Effective medium theory for elastic metamaterials in thin elastic plates

An effective medium theory for resonant and nonresonant metamaterials for flexural waves in thin plates is presented. The theory provides closed-form expressions for the effective mass density, rigidity, and Poisson's ratio of arrangements of isotropic scatterers in thin plates, valid for low frequencies and moderate filling fractions. It is found that the effective Young's modulus and Poisson's ratio are induced by a combination of the monopolar and quadrupolar scattering coefficient, as it happens for bulk elastic waves, while the effective mass density is induced by the monopolar coefficient, contrarily as it happens for bulk elastic waves, where the effective mass density is induced by the dipolar coefficient. It is shown that resonant positive or negative effective elastic parameters are possible, being therefore the monopolar resonance responsible for creating an effective medium with negative mass density. Several examples are given for both nonresonant and resonant effective parameters and the results are numerically verified by multiple scattering theory and finite element analysis.

Figure 1

Schematic view of the homogenization process based on the effective $T$-matrix formalism. An incident field ${\psi }_0$ arrives to a circular cluster of $N$ scatterers. It is expected that in the low frequency the cluster behaves like an effective circular scatterer of radius $R_{\mathrm{eff}}$ and parameters ${\rho }_{\mathrm{eff}},D_{\mathrm{eff}}$, and ${\nu }_{\mathrm{eff}}$. The parameters are obtained by comparing the low-frequency limit of the scattering properties, defined by means of the cluster and effective $T$ matrices.

Figure 2

Continuous lines: effective phase velocity for circular holes embedded in an elastic plate of different Poisson's ratio. Dashed lines: results from an approximated model (see text for further details).

Figure 3

Effective mass density (a), rigidity (b), Poisson's ratio (c), and phase velocity (d) as a function of the filling fraction for circular inclusions in aluminium. Results are shown for holes (blue continuous line), lead inclusions (green dashed line), and rubber inclusions (red dashed-dotted line).

Figure 4

Real part of the frequency-dependent parameters ${\Gamma }_0,{\Gamma }_1$, and ${\Gamma }_2$ for rubber inclusions in an aluminium matrix. Only the ${\Gamma }_0$ and ${\Gamma }_1$ parameters present a resonance, while the ${\Gamma }_2$ parameter is nearly constant along all the frequency range.

Figure 5

Frequency-dependent effective mass density (a), rigidity (b), and Poisson's ratio (c) for the system described in Fig. 4. The monopolar resonance creates a resonant behavior in the three parameters, although only for the mass density is divergent.
════════════════
## Short problem 1
Repeat the passage of the metamaterial text that lies between "Real part of" and "density is divergent.", inclusive.
════════════════
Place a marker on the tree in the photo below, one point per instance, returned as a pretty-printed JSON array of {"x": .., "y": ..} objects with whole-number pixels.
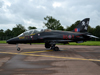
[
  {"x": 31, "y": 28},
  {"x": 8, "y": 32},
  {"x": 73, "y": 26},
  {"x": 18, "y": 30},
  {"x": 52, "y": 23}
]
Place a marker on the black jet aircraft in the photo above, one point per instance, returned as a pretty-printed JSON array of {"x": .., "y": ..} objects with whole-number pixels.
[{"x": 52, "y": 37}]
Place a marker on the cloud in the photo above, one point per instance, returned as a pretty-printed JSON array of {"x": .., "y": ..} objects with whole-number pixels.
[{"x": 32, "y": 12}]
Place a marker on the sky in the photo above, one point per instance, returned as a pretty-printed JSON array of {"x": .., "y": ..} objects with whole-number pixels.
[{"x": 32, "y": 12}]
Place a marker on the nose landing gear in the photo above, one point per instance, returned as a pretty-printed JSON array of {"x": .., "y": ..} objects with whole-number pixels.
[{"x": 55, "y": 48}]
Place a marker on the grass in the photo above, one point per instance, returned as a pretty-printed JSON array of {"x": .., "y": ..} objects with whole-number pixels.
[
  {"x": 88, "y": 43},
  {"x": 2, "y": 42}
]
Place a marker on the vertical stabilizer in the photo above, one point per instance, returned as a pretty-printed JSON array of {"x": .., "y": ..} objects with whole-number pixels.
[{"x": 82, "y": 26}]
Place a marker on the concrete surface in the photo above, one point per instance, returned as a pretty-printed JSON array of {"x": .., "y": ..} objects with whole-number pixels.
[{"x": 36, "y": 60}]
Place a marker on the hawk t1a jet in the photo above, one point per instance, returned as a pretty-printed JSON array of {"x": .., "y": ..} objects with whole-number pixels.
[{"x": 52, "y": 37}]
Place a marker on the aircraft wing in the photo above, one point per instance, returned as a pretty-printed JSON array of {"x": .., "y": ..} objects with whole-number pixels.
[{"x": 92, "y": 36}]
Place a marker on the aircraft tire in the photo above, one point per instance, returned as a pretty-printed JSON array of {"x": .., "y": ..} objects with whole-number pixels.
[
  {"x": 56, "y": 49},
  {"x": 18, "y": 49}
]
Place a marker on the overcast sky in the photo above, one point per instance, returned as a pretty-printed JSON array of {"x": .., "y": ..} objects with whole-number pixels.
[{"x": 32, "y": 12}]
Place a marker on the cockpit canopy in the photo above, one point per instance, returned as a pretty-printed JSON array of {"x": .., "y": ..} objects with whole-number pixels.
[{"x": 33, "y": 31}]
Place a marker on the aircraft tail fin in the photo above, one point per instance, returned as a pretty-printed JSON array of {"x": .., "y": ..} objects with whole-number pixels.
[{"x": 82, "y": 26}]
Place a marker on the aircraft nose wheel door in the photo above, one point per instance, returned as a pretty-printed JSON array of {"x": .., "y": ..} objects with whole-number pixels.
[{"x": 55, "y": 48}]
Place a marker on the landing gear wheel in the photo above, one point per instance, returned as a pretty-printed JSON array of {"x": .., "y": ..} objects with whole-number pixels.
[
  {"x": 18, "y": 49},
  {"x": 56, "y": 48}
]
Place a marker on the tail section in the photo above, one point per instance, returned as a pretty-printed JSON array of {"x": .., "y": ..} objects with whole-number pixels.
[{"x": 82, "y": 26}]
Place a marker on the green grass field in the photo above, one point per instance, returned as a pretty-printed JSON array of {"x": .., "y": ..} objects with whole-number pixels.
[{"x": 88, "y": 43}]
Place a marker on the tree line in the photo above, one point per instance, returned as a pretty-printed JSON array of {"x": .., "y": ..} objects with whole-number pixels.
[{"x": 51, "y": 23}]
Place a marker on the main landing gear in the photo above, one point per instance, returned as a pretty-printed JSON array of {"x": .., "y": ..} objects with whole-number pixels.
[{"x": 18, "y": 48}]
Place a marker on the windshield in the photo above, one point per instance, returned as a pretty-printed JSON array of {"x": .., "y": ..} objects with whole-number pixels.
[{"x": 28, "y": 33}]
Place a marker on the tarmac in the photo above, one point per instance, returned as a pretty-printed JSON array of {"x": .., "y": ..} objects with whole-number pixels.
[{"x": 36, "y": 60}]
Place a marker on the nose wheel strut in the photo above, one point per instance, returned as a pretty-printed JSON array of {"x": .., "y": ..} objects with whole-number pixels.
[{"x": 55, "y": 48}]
════════════════
## Short problem 2
Show every line of the records that contains the string "tail", matching case exactly.

## Task result 1
Real part of the frequency-dependent parameters ${\Gamma }_0,{\Gamma }_1$, and ${\Gamma }_2$ for rubber inclusions in an aluminium matrix. Only the ${\Gamma }_0$ and ${\Gamma }_1$ parameters present a resonance, while the ${\Gamma }_2$ parameter is nearly constant along all the frequency range.

Figure 5

Frequency-dependent effective mass density (a), rigidity (b), and Poisson's ratio (c) for the system described in Fig. 4. The monopolar resonance creates a resonant behavior in the three parameters, although only for the mass density is divergent.

## Task result 2
Place a marker on the aircraft tail fin in the photo above, one point per instance, returned as a pretty-printed JSON array of {"x": .., "y": ..} objects with whole-number pixels.
Place a marker on the tail section in the photo above, one point per instance, returned as a pretty-printed JSON array of {"x": .., "y": ..} objects with whole-number pixels.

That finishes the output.